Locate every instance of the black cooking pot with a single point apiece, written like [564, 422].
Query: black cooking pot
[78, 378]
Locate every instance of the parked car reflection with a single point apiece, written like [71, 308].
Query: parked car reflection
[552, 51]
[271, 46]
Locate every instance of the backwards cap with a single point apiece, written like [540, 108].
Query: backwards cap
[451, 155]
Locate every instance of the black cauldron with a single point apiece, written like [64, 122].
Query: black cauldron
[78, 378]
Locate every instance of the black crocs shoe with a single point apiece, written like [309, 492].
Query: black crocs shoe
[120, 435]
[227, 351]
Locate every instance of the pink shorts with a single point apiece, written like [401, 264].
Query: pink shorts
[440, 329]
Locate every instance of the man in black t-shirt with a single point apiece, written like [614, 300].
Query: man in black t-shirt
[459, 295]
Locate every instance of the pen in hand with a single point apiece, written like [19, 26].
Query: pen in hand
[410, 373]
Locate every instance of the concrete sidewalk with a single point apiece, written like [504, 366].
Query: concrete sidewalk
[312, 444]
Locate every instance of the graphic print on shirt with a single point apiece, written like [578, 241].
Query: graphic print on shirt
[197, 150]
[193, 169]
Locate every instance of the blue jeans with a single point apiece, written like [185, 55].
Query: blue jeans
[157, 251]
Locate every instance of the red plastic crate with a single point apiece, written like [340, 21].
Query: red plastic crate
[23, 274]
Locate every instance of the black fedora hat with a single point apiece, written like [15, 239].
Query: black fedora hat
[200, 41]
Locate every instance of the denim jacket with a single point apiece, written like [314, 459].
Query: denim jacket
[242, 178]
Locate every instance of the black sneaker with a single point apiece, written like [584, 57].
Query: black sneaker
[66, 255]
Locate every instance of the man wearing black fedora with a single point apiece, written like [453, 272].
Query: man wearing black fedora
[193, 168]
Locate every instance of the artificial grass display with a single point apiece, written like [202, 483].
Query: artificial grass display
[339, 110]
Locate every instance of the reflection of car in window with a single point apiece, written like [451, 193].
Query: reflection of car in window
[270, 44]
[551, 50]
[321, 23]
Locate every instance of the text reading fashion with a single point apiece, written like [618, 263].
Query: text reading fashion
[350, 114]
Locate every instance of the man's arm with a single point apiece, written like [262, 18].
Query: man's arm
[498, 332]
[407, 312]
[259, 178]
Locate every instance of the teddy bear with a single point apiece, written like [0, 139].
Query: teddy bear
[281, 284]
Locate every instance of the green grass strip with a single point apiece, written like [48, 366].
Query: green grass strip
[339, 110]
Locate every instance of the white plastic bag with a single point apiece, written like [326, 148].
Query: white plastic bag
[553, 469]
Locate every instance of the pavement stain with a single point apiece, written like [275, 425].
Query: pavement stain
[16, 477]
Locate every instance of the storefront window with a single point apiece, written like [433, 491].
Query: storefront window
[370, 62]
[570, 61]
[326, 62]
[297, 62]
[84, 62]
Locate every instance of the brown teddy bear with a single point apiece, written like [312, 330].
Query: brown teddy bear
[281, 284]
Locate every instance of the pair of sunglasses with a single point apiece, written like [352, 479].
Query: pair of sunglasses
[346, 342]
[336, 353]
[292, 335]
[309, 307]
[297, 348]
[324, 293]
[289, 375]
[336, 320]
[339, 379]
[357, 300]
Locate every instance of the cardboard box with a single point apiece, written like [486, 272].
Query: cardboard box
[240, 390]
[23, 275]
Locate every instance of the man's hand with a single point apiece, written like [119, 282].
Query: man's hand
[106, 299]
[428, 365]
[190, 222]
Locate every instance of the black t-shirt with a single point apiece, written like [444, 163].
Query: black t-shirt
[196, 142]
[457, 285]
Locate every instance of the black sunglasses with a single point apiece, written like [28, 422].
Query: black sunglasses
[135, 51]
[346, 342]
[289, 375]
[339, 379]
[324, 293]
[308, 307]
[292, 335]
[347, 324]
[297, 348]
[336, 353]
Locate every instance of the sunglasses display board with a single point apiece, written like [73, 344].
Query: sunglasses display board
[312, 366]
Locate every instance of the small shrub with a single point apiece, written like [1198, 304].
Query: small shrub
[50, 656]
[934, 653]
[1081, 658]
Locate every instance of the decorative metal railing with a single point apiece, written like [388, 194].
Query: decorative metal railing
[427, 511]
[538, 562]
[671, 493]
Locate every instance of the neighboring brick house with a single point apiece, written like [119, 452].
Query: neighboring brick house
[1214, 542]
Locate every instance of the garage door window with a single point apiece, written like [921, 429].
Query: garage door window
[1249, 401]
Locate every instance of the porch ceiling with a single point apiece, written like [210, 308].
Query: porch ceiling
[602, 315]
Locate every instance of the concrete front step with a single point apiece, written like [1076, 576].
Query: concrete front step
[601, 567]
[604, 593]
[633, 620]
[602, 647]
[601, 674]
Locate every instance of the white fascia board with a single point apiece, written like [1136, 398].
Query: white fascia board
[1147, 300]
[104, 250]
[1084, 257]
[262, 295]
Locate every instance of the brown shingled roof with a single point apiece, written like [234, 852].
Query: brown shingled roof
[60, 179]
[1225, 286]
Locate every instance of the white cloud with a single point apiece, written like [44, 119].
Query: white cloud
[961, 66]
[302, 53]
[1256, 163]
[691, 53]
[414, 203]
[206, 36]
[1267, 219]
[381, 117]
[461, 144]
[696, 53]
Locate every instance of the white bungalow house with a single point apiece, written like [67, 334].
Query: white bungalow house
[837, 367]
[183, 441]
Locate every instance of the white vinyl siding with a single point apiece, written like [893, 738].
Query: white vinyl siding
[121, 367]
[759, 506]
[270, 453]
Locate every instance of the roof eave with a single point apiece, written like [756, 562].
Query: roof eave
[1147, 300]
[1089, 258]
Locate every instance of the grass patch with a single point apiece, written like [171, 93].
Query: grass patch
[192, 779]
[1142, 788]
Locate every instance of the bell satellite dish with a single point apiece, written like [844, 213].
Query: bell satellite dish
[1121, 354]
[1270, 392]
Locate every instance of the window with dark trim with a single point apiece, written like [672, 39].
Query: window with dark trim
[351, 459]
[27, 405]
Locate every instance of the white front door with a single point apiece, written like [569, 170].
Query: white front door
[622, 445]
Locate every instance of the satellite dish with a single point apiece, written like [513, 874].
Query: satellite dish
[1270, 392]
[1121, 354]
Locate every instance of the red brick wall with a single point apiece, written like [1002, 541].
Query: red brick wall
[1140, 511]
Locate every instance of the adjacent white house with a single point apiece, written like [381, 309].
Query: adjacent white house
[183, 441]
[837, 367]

^^^^

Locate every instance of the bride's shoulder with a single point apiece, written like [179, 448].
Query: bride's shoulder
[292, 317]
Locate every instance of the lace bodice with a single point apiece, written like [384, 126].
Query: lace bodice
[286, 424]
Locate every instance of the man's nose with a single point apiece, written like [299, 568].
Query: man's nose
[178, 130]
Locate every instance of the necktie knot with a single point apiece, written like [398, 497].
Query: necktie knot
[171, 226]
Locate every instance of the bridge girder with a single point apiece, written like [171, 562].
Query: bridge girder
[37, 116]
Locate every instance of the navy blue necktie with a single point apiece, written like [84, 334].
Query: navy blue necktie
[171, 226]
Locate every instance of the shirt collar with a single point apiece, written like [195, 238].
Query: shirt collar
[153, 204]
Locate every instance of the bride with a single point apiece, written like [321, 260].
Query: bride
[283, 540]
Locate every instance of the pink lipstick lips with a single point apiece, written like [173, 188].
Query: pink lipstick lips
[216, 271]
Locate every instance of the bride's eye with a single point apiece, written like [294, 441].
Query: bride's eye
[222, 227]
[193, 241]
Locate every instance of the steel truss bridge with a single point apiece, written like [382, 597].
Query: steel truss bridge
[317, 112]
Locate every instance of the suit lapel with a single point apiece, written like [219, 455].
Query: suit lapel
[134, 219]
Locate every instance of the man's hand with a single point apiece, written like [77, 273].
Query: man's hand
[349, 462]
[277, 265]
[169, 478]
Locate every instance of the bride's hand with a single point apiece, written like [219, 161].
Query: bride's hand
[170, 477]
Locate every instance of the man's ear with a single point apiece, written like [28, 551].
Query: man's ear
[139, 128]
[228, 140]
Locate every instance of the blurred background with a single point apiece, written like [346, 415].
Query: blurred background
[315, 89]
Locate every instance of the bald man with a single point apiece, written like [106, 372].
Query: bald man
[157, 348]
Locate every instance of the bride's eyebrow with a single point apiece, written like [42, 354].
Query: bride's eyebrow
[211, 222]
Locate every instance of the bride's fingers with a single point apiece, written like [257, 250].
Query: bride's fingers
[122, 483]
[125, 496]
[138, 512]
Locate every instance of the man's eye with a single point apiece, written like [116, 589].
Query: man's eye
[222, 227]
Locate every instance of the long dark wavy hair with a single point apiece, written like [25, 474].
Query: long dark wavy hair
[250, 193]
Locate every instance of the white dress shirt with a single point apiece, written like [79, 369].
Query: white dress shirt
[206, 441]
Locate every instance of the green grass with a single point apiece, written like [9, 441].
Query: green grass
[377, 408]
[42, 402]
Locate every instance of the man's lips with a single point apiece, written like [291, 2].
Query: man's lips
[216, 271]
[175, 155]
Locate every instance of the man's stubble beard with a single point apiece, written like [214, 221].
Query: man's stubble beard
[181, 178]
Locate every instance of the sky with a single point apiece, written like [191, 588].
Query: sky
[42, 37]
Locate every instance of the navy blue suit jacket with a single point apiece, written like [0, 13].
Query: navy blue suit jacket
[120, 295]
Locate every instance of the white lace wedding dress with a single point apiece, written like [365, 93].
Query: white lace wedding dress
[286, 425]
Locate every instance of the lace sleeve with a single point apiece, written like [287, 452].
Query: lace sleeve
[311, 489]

^^^^

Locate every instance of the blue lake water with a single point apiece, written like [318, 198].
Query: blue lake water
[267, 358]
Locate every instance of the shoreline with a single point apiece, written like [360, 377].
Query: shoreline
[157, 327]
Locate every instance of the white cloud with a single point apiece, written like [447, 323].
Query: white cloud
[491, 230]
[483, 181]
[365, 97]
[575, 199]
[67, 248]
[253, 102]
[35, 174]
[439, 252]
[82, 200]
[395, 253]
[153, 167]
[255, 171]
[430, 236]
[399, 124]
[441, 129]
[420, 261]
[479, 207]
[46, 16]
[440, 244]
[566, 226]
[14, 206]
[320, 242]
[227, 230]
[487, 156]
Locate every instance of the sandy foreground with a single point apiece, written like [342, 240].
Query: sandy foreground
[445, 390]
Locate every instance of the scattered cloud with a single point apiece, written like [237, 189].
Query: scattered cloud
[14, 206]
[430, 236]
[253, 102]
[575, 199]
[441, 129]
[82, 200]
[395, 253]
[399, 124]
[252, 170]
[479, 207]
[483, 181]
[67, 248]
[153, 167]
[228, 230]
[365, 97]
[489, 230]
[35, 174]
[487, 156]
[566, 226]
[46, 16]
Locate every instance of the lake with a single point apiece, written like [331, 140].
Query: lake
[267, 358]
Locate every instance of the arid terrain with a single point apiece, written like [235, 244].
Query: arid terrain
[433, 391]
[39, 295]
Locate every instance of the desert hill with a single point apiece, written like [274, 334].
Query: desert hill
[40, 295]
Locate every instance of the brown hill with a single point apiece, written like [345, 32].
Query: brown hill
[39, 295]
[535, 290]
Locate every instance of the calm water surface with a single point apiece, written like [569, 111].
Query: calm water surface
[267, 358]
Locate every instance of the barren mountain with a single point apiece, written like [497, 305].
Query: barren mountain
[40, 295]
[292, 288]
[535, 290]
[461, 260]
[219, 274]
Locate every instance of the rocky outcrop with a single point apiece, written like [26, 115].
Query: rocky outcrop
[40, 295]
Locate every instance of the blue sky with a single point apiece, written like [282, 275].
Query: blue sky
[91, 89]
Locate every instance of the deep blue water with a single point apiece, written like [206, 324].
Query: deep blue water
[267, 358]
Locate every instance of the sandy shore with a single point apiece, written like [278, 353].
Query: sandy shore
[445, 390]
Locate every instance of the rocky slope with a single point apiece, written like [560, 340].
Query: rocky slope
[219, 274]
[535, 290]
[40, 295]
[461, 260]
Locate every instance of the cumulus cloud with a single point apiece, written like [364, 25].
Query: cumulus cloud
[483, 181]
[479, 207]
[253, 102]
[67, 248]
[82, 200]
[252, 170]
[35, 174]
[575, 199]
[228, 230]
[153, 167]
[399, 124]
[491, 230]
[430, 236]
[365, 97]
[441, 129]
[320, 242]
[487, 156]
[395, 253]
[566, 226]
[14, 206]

^^^^

YOUR INSTRUCTIONS
Rewrite the items from the line containing "Locate every instance of the teddy" through the line containing "[1081, 658]", swapping "sunglasses" for "eyeglasses" and changing nothing else. Return only those lines.

OUTPUT BELOW
Locate every instance of the teddy bear with a single point apiece, written like [0, 139].
Query: teddy bear
[281, 284]
Locate every instance of the green grass strip with a single point apiece, written like [48, 366].
Query: green grass strip
[339, 110]
Locate every instance of the white plastic bag with a single point apiece, written like [326, 148].
Query: white plastic bag
[553, 469]
Locate every instance of the pavement stain with a single point apiece, written like [275, 425].
Query: pavement stain
[16, 477]
Locate every instance of the storefront window with a single point apiece, written like [433, 491].
Query: storefront window
[370, 62]
[570, 61]
[326, 62]
[297, 62]
[84, 62]
Locate every instance of the brown teddy bear with a single point apiece, written like [312, 330].
Query: brown teddy bear
[281, 284]
Locate every instance of the pair of eyeglasses with a single point apiece, written like [352, 479].
Query: pair of eyeglasses
[346, 342]
[336, 353]
[292, 335]
[309, 307]
[297, 348]
[324, 293]
[289, 375]
[336, 320]
[339, 379]
[357, 300]
Locate every instance of the cardboard box with a single point apiece, written like [486, 272].
Query: cardboard box
[240, 390]
[23, 275]
Locate every instance of the man's hand with a single point apiece, written like [119, 282].
Query: man's hand
[106, 299]
[428, 365]
[190, 222]
Locate every instance of the black t-shirt with a single point apiece, written like [444, 163].
Query: black t-shirt
[196, 142]
[457, 285]
Locate every instance of the black eyeglasses with a single point apiece, written like [28, 422].
Query: black eyeglasses
[135, 51]
[346, 342]
[289, 375]
[339, 379]
[324, 293]
[308, 307]
[292, 335]
[347, 324]
[297, 348]
[336, 353]
Locate every instance of the eyeglasses display board with a single point apiece, written like [73, 344].
Query: eyeglasses display board
[312, 366]
Locate every instance of the small shrub with a single point apiece, written like [1198, 304].
Query: small shrub
[50, 656]
[934, 653]
[1081, 658]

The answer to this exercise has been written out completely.